Source extract
§
The Glass Universe
Page 25
The transfer and enlargement of southern operations looked to be the observatory’s most outstanding material achievement in thirty years. Overseeing the project from afar sapped Shapley’s energy, but did not derail his other activities. Together with Miss Sawyer, the current Pickering Fellow, he was developing a classification scheme for the hundred-odd globular clusters encircling the Milky Way. With Miss Ames, he was looking beyond the clusters to the more distant spirals, now recognized as external galaxies, or “island universes” outside the Milky Way, and taking a census of them. Shapley was also hosting foreign visitors attracted to Harvard by the cache of glass plates: one moment he was saying good-bye to Ejnar Hertzsprung, who spent seven months in residence between 1926 and 1927, and in the next moment welcoming the new guest researcher, Boris Gerasimovič from Russia. Simultaneously, as the observatory’s spokesman and chief fund-raiser, Shapley kept up a heavy schedule of public talks and also a series of popular radio broadcasts, which he was collating and editing for publication—all while writing his own Harvard Monograph about star clusters.
The director’s obvious exhaustion made George Agassiz uneasy. “You are that enviable and rara avis, the right man in the right place,” Agassiz reminded Shapley on May 20, 1927. “Don’t injure your machinery by running it at too high speed. The traveler who keeps well within his reserve power will make a longer and more fruitful journey than he who tries to crowd into each day more than it will hold. Delegate your authority, or if that is not possible, cut down the product. Don’t burn yourself out, you are too valuable a man.” Shapley promised he would arrange a family vacation toward summer’s end.
§
Source data
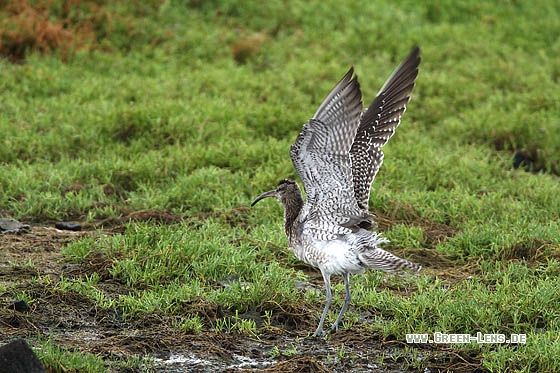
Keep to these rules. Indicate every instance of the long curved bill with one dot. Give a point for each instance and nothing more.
(272, 193)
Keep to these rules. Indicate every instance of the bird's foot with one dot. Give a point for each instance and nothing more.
(319, 333)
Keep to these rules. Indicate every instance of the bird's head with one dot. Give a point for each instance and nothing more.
(285, 190)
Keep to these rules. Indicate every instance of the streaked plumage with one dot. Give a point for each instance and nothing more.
(337, 155)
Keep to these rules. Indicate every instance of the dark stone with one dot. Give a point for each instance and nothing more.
(68, 226)
(19, 305)
(13, 226)
(18, 357)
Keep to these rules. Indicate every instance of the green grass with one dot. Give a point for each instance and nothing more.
(168, 120)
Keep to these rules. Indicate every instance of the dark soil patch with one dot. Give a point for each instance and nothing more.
(32, 263)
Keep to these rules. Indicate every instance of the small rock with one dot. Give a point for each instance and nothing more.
(19, 305)
(13, 226)
(68, 226)
(18, 357)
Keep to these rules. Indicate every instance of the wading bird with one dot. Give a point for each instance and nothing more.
(337, 155)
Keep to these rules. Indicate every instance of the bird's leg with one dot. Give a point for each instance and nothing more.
(319, 332)
(347, 299)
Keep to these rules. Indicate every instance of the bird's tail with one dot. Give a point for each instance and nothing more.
(380, 259)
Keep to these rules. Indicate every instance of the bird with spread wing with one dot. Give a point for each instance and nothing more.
(337, 155)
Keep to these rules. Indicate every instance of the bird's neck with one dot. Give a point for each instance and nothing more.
(292, 209)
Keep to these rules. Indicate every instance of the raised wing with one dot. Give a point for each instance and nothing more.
(322, 160)
(378, 124)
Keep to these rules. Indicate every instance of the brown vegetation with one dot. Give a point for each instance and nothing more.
(46, 26)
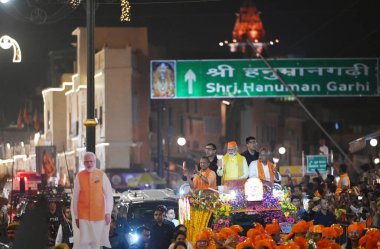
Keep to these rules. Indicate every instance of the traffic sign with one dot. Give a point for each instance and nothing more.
(252, 78)
(316, 162)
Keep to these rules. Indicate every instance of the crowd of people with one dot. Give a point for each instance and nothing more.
(333, 211)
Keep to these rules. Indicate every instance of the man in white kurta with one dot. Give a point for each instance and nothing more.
(262, 168)
(94, 231)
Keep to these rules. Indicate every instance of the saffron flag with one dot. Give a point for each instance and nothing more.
(25, 115)
(36, 122)
(20, 125)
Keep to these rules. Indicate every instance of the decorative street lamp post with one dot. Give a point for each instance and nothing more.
(6, 42)
(90, 122)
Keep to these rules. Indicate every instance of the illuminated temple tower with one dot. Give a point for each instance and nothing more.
(248, 29)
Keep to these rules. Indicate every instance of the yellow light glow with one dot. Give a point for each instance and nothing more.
(74, 3)
(254, 189)
(125, 11)
(57, 89)
(98, 74)
(102, 144)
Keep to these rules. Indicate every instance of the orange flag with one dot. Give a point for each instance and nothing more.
(19, 120)
(36, 123)
(25, 115)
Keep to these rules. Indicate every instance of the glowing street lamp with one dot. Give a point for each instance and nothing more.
(373, 142)
(181, 141)
(7, 42)
(282, 150)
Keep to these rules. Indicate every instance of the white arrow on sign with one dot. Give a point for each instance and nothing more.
(190, 77)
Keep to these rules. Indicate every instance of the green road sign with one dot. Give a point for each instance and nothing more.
(316, 162)
(252, 78)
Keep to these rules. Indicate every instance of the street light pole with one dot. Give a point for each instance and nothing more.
(90, 122)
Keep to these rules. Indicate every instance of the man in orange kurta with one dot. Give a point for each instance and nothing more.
(92, 205)
(262, 168)
(205, 178)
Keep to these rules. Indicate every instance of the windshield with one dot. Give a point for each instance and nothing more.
(138, 214)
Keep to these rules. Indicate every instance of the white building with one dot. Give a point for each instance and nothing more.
(119, 51)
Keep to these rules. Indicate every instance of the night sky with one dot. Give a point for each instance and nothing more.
(189, 29)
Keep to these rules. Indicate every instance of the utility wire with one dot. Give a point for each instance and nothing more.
(315, 31)
(377, 29)
(294, 95)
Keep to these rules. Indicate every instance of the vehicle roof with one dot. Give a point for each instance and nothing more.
(148, 195)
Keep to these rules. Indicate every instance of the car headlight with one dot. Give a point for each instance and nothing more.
(133, 238)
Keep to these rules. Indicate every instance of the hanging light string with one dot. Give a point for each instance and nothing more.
(74, 3)
(125, 14)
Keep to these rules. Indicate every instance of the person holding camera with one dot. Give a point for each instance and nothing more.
(324, 216)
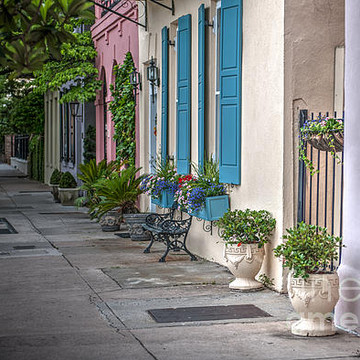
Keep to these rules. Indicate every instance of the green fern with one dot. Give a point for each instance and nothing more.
(119, 191)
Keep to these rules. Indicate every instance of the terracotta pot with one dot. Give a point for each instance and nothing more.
(314, 300)
(244, 262)
(110, 221)
(68, 196)
(134, 222)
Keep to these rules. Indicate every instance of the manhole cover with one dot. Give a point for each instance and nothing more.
(6, 227)
(24, 247)
(207, 313)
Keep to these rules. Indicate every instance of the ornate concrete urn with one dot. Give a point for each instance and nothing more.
(68, 196)
(134, 222)
(314, 300)
(110, 221)
(244, 262)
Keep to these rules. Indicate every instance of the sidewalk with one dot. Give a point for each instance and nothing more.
(70, 291)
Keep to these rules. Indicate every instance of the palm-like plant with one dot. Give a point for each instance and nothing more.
(118, 192)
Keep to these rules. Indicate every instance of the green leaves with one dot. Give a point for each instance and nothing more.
(308, 249)
(123, 110)
(247, 226)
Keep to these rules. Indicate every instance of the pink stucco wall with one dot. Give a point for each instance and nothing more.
(113, 37)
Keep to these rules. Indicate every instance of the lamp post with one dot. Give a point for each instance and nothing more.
(153, 75)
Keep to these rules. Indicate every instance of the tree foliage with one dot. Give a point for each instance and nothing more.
(31, 31)
(123, 111)
(75, 67)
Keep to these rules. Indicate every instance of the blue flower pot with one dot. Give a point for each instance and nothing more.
(215, 207)
(166, 200)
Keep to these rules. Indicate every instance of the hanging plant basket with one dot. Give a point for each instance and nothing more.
(332, 142)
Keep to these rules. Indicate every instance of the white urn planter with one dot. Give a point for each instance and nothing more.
(244, 262)
(67, 196)
(314, 299)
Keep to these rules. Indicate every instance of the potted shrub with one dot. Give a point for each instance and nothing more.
(162, 185)
(323, 133)
(68, 190)
(313, 285)
(54, 183)
(202, 195)
(119, 194)
(245, 233)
§
To be done
1. According to the Glass Universe passage, which visiting researcher spent seven months in residence at Harvard between 1926 and 1927?
2. Identify every line in the entries that contains the word "lamp", treating uppercase and lowercase as different. Copy each of those lines in full.

Problem solutions
1. Ejnar Hertzsprung

2.
Keep to these rules. Indicate every instance of the decorative street lamp post with one dot. Give a point for each instance and nothing more.
Keep to these rules. Indicate every instance of the glowing street lamp with one dot. Give a point for each instance and nothing more.
Keep to these rules. Indicate every instance of the lamp post with one dot. Give a point for each instance and nothing more.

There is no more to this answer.